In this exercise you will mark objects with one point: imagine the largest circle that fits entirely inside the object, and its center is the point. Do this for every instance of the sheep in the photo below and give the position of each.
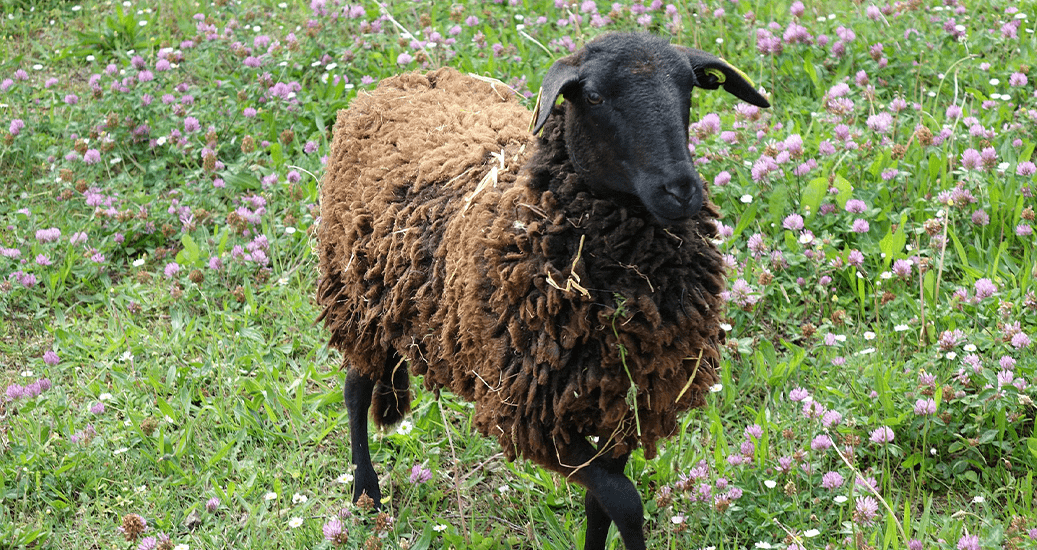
(567, 284)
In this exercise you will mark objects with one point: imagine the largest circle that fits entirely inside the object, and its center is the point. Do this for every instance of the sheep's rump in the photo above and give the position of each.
(560, 314)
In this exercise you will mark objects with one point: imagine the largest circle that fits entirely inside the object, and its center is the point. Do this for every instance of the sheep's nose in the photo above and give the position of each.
(685, 188)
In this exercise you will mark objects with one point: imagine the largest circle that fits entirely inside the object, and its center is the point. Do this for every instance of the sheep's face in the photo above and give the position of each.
(627, 107)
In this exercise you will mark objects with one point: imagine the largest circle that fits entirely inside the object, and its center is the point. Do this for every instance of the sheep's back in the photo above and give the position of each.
(405, 160)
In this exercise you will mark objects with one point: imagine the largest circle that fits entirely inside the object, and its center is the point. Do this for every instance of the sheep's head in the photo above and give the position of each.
(627, 106)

◆ **EXERCISE DESCRIPTION**: Would you please set down the data above again exactly, without its pictures?

◆ **EXERCISE RESPONSE**:
In this exercise you will mark objects with one point: imagine the largest circle that fits entirely inside the object, and its center is the point. Do this for every instance of the sheep in the photo below and give the position of each.
(567, 284)
In this exercise you will mark objects with one point: imagine the largest circle that fits entirely inside the object, and its center is the point. Do this for every instance of the sheep's rump in the photo above and give the position of each.
(560, 314)
In this exercise you will mark objects with one point: imagine the largest circle that fits entirely inside the object, and its center is the point. Do this for every instance of the sheep's nose in the photo above and give the position of each.
(685, 188)
In this exercise you will mark objects with one point: imagine the largest circle that fits entirely inside the object, and its center is the point. Do this for every instance of the sheep's face in the photo above and give the position of each.
(627, 107)
In this exercise you will mark objects with one point: imagine the largest circle that fits entirely inside the object, and its center is the point. Do this for every instance of the sheep's back in the photo above and give the position of each.
(405, 160)
In this exercise you will mark objects with one point: imagine the largest circle that fits entirely inside the object, and its center is the point. Do this for every instance of the sheep's head in the photo above and give the position of each.
(627, 106)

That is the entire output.